→ Your goal
Pull out every line below that contains the string "girl" and copy each one.

Records excerpted from a collection
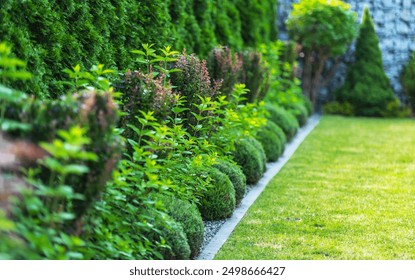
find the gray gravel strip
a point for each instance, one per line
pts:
(217, 232)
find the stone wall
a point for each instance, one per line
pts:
(395, 25)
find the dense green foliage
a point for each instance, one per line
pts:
(407, 78)
(283, 119)
(346, 194)
(130, 178)
(367, 88)
(54, 35)
(218, 201)
(274, 128)
(284, 87)
(250, 160)
(237, 177)
(257, 21)
(324, 29)
(187, 214)
(271, 143)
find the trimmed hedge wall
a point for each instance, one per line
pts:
(54, 35)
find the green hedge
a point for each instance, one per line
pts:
(54, 35)
(236, 176)
(250, 160)
(190, 219)
(283, 119)
(218, 200)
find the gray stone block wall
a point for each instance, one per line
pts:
(395, 26)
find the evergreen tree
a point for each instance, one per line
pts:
(367, 88)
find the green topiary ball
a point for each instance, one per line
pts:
(283, 119)
(218, 201)
(236, 176)
(271, 143)
(249, 159)
(188, 215)
(176, 239)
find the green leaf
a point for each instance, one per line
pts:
(76, 169)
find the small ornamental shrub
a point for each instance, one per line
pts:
(274, 128)
(218, 201)
(367, 88)
(192, 82)
(300, 112)
(228, 24)
(236, 175)
(255, 75)
(187, 214)
(225, 68)
(257, 21)
(250, 160)
(283, 119)
(260, 149)
(272, 144)
(176, 239)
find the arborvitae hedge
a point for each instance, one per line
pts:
(367, 88)
(53, 35)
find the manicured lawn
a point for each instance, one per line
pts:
(347, 193)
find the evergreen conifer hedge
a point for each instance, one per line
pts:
(367, 88)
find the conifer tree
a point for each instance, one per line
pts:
(367, 88)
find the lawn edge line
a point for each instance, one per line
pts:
(209, 252)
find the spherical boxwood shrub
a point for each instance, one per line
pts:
(258, 146)
(249, 159)
(188, 215)
(271, 143)
(175, 238)
(236, 175)
(218, 200)
(283, 119)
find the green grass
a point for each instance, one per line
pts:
(347, 193)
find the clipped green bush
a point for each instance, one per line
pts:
(258, 146)
(300, 112)
(176, 239)
(187, 214)
(249, 159)
(283, 119)
(255, 75)
(236, 175)
(257, 21)
(274, 128)
(218, 201)
(271, 141)
(324, 29)
(225, 68)
(47, 36)
(407, 79)
(367, 88)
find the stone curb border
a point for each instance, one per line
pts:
(209, 252)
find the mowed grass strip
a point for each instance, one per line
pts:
(347, 193)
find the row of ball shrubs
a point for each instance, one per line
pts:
(230, 179)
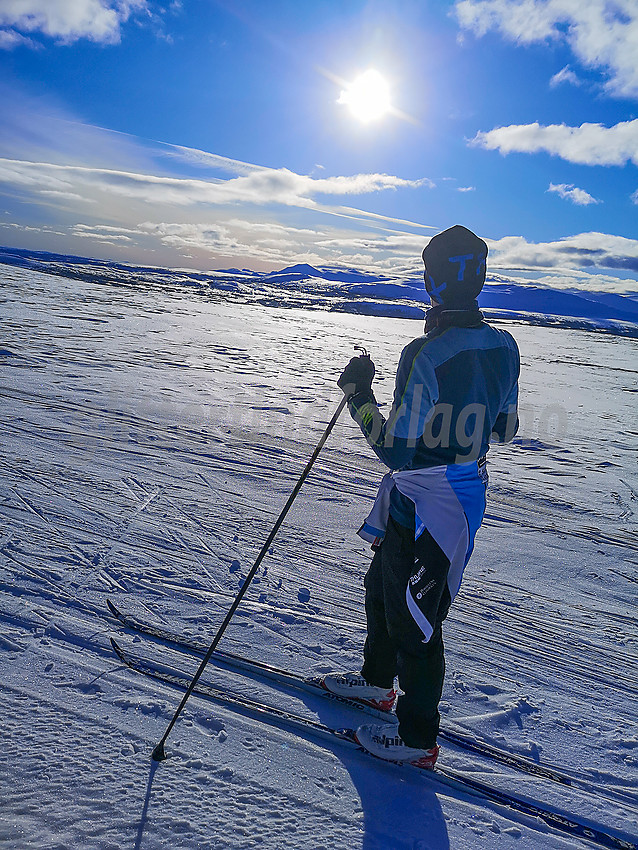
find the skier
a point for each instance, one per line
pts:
(456, 389)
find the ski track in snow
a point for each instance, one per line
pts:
(150, 440)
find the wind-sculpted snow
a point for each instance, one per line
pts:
(350, 291)
(150, 436)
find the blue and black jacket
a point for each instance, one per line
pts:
(456, 390)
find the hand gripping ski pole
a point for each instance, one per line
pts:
(158, 752)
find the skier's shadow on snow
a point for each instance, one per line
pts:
(399, 806)
(144, 817)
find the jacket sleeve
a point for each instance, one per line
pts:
(394, 440)
(507, 423)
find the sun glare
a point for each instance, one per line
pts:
(368, 96)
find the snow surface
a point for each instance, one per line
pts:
(353, 291)
(150, 438)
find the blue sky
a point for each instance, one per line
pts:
(209, 134)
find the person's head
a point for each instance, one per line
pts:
(454, 268)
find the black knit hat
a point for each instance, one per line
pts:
(454, 267)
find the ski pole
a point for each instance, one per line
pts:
(158, 753)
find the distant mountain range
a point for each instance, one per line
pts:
(350, 290)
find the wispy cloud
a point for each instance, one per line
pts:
(69, 20)
(589, 144)
(601, 34)
(264, 186)
(582, 251)
(572, 193)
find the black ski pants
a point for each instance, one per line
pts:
(394, 645)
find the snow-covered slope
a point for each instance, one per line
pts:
(352, 291)
(150, 437)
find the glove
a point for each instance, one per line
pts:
(357, 376)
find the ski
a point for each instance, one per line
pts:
(312, 685)
(302, 726)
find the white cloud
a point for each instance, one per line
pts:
(601, 33)
(589, 144)
(565, 75)
(70, 20)
(572, 193)
(10, 39)
(582, 251)
(264, 186)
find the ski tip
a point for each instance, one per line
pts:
(158, 753)
(116, 648)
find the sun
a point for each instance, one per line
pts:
(368, 96)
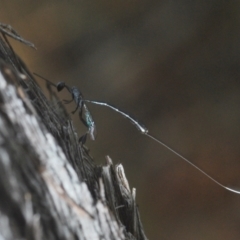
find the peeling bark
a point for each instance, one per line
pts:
(50, 187)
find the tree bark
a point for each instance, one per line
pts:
(50, 187)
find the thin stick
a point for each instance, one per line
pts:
(144, 131)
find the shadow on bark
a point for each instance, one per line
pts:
(49, 185)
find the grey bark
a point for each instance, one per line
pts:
(50, 188)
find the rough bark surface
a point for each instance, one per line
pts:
(50, 188)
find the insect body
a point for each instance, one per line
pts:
(88, 121)
(84, 113)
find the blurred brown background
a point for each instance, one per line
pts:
(175, 65)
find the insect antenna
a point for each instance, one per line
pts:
(144, 131)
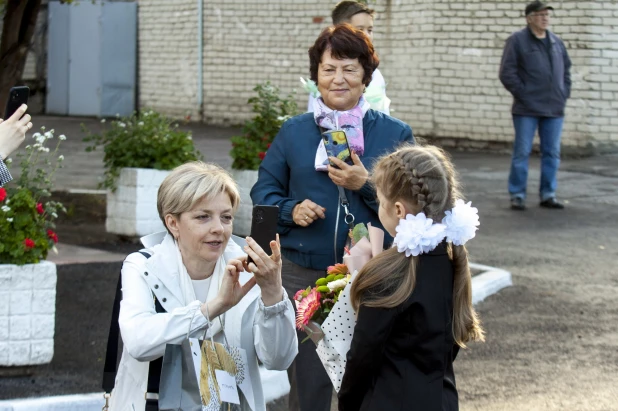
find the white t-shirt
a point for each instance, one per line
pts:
(201, 288)
(377, 83)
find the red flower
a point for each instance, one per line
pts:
(53, 236)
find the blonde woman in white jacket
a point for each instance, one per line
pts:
(201, 279)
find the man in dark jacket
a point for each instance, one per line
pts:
(535, 69)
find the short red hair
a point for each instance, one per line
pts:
(344, 42)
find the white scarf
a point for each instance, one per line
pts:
(188, 292)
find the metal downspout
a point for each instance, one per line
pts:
(200, 58)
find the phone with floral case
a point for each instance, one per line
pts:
(336, 144)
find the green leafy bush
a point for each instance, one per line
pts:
(145, 140)
(26, 219)
(249, 149)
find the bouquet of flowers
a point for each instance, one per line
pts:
(315, 303)
(325, 311)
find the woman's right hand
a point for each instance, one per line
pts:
(13, 131)
(230, 291)
(307, 212)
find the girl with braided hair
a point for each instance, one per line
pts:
(414, 301)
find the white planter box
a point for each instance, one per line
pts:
(132, 209)
(27, 313)
(242, 220)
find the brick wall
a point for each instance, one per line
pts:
(27, 313)
(440, 61)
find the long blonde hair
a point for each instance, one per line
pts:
(425, 177)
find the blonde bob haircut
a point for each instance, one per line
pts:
(187, 184)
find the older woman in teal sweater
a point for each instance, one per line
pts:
(312, 225)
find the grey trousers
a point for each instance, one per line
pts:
(311, 389)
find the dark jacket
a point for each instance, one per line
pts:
(401, 358)
(287, 176)
(540, 86)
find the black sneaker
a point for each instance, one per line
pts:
(517, 203)
(552, 203)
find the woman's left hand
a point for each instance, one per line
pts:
(266, 269)
(352, 177)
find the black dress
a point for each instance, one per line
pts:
(401, 358)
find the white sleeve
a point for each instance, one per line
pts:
(146, 332)
(274, 334)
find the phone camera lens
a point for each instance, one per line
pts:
(259, 215)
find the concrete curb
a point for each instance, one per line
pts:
(489, 282)
(275, 383)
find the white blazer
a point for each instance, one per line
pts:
(266, 333)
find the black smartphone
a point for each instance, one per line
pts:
(336, 144)
(17, 96)
(264, 226)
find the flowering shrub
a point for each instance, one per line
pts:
(249, 150)
(26, 215)
(143, 140)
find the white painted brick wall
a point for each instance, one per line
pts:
(27, 313)
(440, 61)
(132, 209)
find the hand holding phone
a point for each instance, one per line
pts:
(336, 145)
(264, 226)
(17, 97)
(13, 131)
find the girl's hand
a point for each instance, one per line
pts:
(266, 270)
(352, 177)
(230, 291)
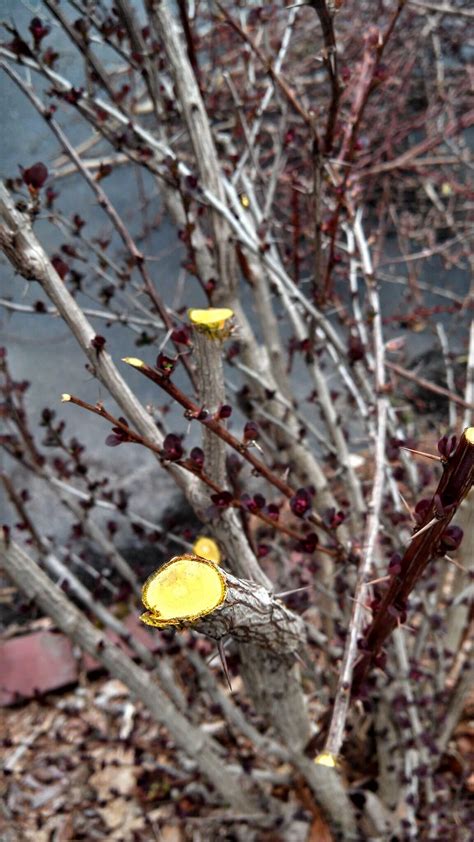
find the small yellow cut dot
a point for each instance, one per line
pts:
(134, 361)
(207, 548)
(326, 759)
(212, 320)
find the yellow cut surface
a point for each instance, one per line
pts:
(185, 588)
(207, 548)
(213, 318)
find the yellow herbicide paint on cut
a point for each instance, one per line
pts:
(326, 759)
(212, 321)
(207, 548)
(184, 589)
(133, 361)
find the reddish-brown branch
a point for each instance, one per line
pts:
(188, 465)
(194, 411)
(426, 384)
(455, 483)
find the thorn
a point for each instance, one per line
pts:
(221, 650)
(406, 627)
(134, 361)
(299, 659)
(407, 505)
(380, 579)
(293, 590)
(456, 563)
(422, 453)
(423, 529)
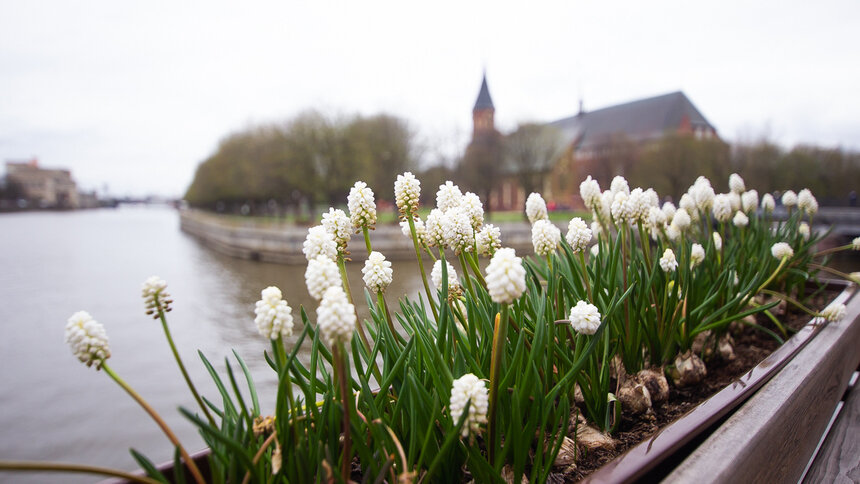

→ Answer
find the girl with braided hair
find the girl's hand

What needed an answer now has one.